WHAT TO DO -> Rewrite the lines below as a JSON list of strings, with one string for each line and no entries for blank lines.
** start RECORDS PROVIDED **
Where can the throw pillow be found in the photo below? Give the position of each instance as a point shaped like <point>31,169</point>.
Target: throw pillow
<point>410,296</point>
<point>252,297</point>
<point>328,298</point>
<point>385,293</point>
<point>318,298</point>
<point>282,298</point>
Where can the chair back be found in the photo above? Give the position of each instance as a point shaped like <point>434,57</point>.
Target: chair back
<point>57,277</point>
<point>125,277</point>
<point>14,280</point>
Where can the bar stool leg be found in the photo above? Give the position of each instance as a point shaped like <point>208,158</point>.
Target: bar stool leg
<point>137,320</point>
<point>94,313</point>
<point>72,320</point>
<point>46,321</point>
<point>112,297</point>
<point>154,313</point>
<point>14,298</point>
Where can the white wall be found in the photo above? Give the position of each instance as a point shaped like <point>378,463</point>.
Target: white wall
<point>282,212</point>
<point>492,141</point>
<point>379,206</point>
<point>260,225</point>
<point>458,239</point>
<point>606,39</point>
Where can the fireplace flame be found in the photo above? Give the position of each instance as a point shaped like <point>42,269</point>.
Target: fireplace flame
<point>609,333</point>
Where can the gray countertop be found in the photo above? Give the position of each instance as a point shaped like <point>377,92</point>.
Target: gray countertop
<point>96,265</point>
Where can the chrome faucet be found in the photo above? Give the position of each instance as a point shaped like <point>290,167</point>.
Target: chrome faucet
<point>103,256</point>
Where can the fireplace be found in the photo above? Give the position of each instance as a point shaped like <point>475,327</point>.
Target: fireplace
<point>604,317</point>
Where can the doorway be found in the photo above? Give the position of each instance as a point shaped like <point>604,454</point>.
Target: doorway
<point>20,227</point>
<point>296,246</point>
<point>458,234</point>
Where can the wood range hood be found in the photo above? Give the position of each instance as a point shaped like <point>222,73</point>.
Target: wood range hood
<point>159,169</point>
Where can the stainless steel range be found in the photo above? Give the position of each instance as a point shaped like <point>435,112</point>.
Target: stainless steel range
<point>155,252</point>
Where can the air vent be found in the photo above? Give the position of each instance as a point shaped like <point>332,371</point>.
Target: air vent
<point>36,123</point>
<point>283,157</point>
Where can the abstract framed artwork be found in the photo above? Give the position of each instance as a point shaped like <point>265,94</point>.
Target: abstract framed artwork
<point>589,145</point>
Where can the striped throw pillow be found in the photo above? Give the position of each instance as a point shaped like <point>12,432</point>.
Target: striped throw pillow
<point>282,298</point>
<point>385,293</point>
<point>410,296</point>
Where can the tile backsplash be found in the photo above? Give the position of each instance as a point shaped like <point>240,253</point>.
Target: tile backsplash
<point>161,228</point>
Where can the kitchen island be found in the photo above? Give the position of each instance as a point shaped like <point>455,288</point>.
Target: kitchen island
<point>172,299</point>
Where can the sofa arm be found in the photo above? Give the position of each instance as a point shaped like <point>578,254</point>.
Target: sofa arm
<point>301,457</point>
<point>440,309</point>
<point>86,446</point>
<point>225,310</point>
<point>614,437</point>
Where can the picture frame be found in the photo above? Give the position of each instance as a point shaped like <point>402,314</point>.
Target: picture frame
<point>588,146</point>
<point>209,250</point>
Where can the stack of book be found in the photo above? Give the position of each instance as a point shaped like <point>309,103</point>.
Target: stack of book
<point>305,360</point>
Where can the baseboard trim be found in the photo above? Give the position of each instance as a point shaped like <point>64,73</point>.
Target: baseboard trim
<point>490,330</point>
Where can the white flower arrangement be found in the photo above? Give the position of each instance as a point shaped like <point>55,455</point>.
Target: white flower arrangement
** end RECORDS PROVIDED **
RIGHT ANSWER ->
[
  "Where can the throw pillow be found in the photo below? Give the position of each instance as a point shaped like <point>31,169</point>.",
  "Target: throw pillow",
  "<point>410,296</point>",
  "<point>252,297</point>",
  "<point>328,298</point>",
  "<point>385,293</point>",
  "<point>318,298</point>",
  "<point>282,298</point>",
  "Where can the chair back be found in the photo above? Give the position of each instance as a point shaped like <point>434,57</point>.",
  "Target: chair back",
  "<point>57,277</point>",
  "<point>125,277</point>",
  "<point>14,280</point>",
  "Where can the bar stool leg be found in the photo above? Give the position of each instance as a point shaped like <point>208,158</point>.",
  "Target: bar stool leg",
  "<point>137,320</point>",
  "<point>94,313</point>",
  "<point>72,320</point>",
  "<point>46,321</point>",
  "<point>112,297</point>",
  "<point>154,313</point>",
  "<point>14,298</point>",
  "Where can the white wall be found in the photo above? Give the position of each instance as a point shaped like <point>378,463</point>.",
  "Target: white wall",
  "<point>282,212</point>",
  "<point>492,141</point>",
  "<point>379,206</point>",
  "<point>260,225</point>",
  "<point>458,239</point>",
  "<point>606,39</point>",
  "Where can the fireplace flame be found in the photo above? Give the position of each instance as a point shaped like <point>42,269</point>.",
  "Target: fireplace flame",
  "<point>609,333</point>",
  "Where can the gray countertop be found in the photo above? Give the position of each instance as a point shaped like <point>377,92</point>.",
  "Target: gray countertop",
  "<point>96,265</point>",
  "Where can the chrome faucet be found in the photo above? Give the position of each instance as a point shaped like <point>290,167</point>.",
  "Target: chrome faucet",
  "<point>103,256</point>",
  "Where can the fireplace be found in the photo above? Give the position of each instance as a point shaped like <point>475,327</point>.",
  "Target: fireplace",
  "<point>604,317</point>",
  "Where can the doorway be found in the photo above? Give the position of each instance as a point shaped like <point>604,454</point>.",
  "Target: doorway",
  "<point>20,227</point>",
  "<point>296,246</point>",
  "<point>458,234</point>",
  "Where can the wood range hood be found in the photo above? Give the position of each instance as a point shaped like <point>222,73</point>.",
  "Target: wood range hood",
  "<point>159,169</point>",
  "Where can the stainless steel range be found in the photo above? Give the position of each instance as a point shaped like <point>435,112</point>.",
  "Target: stainless steel range",
  "<point>155,252</point>",
  "Where can the air vent be found in the photo above? Give the position of each instance as a point shaped like <point>332,371</point>.",
  "Target: air vent",
  "<point>36,123</point>",
  "<point>283,157</point>",
  "Where can the abstract framed artwork be found in the photo above? Give the position of each instance as a point shaped like <point>265,94</point>.",
  "Target: abstract framed artwork",
  "<point>589,145</point>",
  "Where can the striped throw pillow be found in the photo above? Give the position of each instance as a point shaped like <point>12,432</point>.",
  "Target: striped throw pillow",
  "<point>282,298</point>",
  "<point>385,293</point>",
  "<point>410,296</point>",
  "Where can the tile backsplash be found in the photo above? Give the position of each instance as a point shaped like <point>240,253</point>.",
  "Target: tile backsplash",
  "<point>161,228</point>",
  "Where can the kitchen island be found in the photo above? Give the position of each instance as a point shaped like <point>455,288</point>.",
  "Target: kitchen island",
  "<point>172,299</point>",
  "Where can the sofa arm be found in the photo above? Give the position of each instance as a point shaped like <point>578,254</point>.",
  "Target: sofa arm",
  "<point>301,457</point>",
  "<point>440,309</point>",
  "<point>86,446</point>",
  "<point>225,310</point>",
  "<point>614,437</point>",
  "Where can the picture frame be found in the photo above? Give the position of each instance as a point shaped like <point>402,314</point>.",
  "Target: picture frame",
  "<point>588,146</point>",
  "<point>209,250</point>",
  "Where can the stack of book be found in the photo above? Give the position of each instance as a point shaped like <point>309,103</point>.",
  "Target: stack of book",
  "<point>305,360</point>",
  "Where can the baseboard trim be found in the photo above? Give the position of each instance as a point shaped like <point>64,73</point>.",
  "Target: baseboard trim",
  "<point>490,330</point>",
  "Where can the white flower arrangement be found in the photo above? Give the position of each instance as a point shaped like <point>55,455</point>.",
  "Target: white flower arrangement"
]